**Your task:**
Take the line containing "point: beef tartare" and every line after it in the data below, and print them exactly as given, with nothing else.

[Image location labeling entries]
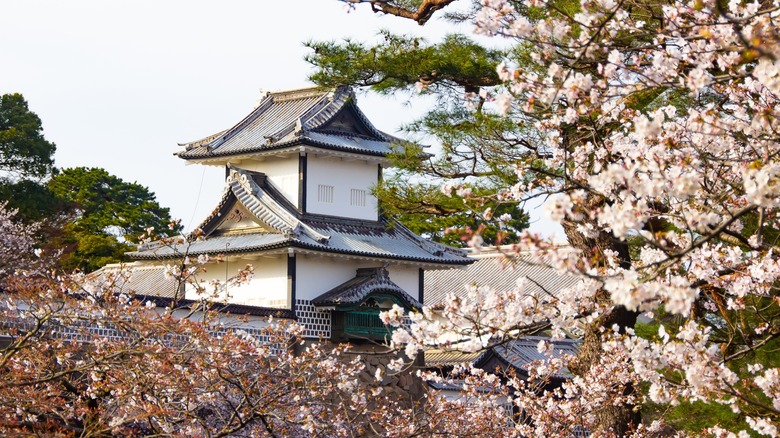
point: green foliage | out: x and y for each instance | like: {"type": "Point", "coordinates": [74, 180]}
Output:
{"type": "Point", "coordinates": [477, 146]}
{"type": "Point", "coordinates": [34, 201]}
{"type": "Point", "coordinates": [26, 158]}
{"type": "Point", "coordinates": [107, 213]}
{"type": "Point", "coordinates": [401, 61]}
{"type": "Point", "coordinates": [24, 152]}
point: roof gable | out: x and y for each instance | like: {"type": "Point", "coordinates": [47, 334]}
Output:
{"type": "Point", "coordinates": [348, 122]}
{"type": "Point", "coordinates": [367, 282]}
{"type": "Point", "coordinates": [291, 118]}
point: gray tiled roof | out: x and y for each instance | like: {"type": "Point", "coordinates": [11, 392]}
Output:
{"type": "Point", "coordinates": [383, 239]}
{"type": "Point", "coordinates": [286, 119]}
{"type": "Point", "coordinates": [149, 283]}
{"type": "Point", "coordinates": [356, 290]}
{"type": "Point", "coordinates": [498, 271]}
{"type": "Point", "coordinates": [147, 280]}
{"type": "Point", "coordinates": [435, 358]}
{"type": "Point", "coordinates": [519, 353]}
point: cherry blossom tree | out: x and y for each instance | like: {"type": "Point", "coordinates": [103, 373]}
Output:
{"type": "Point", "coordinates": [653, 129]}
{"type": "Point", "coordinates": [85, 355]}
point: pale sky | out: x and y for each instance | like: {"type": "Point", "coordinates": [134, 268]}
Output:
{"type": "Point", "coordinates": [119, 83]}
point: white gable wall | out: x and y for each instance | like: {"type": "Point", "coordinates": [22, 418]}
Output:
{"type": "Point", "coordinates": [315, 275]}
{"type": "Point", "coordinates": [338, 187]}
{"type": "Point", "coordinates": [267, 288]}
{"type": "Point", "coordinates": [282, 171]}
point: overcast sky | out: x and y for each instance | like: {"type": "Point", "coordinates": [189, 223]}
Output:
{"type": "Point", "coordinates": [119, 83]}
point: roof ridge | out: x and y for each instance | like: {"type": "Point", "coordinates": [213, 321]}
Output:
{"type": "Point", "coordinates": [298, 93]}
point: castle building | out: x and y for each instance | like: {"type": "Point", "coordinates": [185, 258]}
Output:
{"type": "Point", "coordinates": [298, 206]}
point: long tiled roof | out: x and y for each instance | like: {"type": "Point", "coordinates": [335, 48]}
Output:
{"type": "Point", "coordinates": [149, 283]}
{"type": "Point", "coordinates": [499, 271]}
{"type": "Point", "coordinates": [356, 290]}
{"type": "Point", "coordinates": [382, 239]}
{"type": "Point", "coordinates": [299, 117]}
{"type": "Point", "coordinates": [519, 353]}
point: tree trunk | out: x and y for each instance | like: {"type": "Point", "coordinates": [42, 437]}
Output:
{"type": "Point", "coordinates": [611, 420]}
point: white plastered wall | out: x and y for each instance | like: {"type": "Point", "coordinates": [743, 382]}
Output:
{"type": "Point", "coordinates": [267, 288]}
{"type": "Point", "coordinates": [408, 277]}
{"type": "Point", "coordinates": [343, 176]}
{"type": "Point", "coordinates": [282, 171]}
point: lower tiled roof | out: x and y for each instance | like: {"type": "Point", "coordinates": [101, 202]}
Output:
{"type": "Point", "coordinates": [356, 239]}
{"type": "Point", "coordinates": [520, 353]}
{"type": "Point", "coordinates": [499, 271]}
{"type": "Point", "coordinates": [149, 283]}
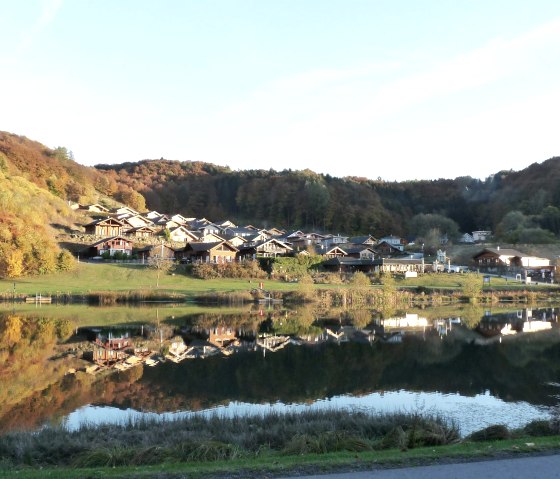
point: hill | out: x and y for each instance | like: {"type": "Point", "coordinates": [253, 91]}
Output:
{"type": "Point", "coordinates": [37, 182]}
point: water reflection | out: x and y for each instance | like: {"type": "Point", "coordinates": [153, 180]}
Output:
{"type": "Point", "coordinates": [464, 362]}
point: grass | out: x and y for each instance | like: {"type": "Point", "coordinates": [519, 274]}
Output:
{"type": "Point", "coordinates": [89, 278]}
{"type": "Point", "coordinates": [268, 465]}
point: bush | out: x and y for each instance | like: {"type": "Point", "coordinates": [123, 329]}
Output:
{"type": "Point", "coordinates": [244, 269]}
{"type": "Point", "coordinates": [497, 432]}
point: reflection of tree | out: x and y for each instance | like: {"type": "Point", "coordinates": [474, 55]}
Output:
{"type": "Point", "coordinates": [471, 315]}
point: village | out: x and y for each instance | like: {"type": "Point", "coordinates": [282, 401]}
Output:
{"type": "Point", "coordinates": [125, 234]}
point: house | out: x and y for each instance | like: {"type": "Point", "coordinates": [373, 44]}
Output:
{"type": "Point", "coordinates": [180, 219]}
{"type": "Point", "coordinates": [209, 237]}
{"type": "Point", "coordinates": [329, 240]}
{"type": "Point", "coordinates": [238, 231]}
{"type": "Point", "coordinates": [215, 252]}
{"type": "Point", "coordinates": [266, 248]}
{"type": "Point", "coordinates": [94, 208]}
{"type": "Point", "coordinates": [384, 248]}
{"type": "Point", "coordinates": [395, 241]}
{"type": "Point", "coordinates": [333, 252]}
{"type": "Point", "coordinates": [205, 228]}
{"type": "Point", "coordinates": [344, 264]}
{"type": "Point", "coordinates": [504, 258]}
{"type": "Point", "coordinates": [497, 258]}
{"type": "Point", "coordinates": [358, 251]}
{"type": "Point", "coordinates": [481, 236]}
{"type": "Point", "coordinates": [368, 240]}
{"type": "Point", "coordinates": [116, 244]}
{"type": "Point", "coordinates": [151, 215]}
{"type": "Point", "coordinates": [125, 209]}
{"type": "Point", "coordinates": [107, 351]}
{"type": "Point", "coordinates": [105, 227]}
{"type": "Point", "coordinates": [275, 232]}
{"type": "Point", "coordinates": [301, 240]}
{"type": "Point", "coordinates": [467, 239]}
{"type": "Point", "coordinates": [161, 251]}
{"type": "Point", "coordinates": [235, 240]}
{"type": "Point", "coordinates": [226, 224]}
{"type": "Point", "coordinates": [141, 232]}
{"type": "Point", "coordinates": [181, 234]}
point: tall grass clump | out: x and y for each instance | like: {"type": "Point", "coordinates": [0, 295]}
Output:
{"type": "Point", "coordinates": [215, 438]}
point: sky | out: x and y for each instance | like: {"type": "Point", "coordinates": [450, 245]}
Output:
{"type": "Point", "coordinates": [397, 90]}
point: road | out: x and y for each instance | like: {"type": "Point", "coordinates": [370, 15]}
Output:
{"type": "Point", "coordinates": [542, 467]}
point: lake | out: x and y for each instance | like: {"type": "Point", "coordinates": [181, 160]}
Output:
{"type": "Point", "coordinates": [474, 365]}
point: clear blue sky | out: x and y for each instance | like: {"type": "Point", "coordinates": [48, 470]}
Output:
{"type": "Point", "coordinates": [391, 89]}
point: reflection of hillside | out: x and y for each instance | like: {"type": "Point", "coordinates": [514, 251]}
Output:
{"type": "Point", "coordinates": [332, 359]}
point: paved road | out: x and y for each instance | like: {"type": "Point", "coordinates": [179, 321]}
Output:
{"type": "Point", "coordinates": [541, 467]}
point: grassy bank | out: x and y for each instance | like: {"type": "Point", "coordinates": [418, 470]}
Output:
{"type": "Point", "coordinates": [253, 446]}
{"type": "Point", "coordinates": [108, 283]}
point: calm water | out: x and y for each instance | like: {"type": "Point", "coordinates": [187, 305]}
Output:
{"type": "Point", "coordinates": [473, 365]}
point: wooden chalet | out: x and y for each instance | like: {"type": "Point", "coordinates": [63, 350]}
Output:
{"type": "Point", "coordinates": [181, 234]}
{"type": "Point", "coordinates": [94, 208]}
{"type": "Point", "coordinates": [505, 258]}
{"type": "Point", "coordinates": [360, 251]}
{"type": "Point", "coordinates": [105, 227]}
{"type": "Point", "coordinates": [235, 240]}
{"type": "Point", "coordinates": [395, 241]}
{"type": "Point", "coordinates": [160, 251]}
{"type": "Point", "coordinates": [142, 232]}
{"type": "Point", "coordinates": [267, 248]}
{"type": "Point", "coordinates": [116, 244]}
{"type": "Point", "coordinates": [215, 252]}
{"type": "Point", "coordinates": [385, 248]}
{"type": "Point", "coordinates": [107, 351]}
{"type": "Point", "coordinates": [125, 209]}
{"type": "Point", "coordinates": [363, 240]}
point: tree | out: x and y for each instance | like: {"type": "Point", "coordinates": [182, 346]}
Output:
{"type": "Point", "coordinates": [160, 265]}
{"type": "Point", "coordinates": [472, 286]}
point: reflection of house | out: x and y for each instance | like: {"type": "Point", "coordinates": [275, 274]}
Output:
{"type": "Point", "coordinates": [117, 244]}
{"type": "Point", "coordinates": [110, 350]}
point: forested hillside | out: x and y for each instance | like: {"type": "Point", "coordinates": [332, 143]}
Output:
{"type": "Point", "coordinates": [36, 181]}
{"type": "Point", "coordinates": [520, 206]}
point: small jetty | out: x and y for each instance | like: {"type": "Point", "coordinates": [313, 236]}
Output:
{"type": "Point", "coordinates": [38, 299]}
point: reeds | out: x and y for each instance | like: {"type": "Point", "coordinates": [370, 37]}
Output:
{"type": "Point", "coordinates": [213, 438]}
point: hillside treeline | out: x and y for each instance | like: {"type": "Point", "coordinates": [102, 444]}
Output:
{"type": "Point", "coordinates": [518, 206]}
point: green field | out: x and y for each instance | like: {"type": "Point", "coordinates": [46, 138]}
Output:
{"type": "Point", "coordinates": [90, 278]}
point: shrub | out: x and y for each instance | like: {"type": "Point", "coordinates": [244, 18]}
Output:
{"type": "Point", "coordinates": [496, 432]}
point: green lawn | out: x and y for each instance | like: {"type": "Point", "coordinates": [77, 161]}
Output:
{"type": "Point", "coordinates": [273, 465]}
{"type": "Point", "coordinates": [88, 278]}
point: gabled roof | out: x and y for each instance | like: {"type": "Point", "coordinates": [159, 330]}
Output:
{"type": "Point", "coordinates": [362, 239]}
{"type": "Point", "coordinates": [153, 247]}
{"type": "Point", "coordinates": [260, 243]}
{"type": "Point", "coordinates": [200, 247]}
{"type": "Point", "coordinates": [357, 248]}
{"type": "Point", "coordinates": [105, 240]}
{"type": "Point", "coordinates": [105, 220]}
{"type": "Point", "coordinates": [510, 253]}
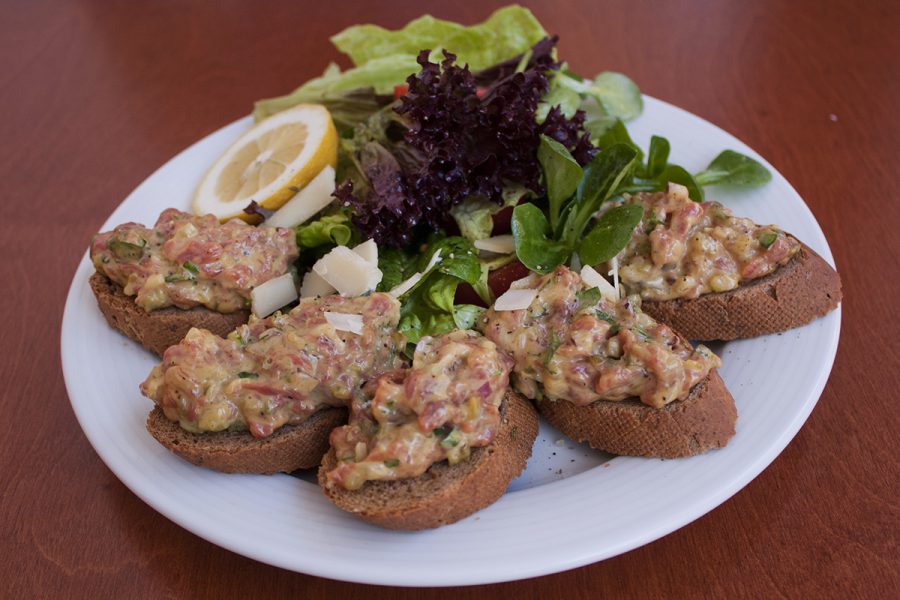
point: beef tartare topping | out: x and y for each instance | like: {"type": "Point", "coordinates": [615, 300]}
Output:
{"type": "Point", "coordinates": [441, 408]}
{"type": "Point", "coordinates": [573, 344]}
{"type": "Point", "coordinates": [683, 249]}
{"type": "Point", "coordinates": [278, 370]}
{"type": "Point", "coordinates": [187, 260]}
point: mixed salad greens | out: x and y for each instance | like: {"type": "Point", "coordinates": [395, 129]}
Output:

**Complete output:**
point: beef tartare topping | out: x and y for each instance | like: {"type": "Point", "coordinates": [615, 300]}
Output:
{"type": "Point", "coordinates": [441, 408]}
{"type": "Point", "coordinates": [573, 344]}
{"type": "Point", "coordinates": [683, 249]}
{"type": "Point", "coordinates": [278, 370]}
{"type": "Point", "coordinates": [187, 260]}
point: mixed salad greens | out: x and y for each instance | like: {"type": "Point", "coordinates": [395, 129]}
Output:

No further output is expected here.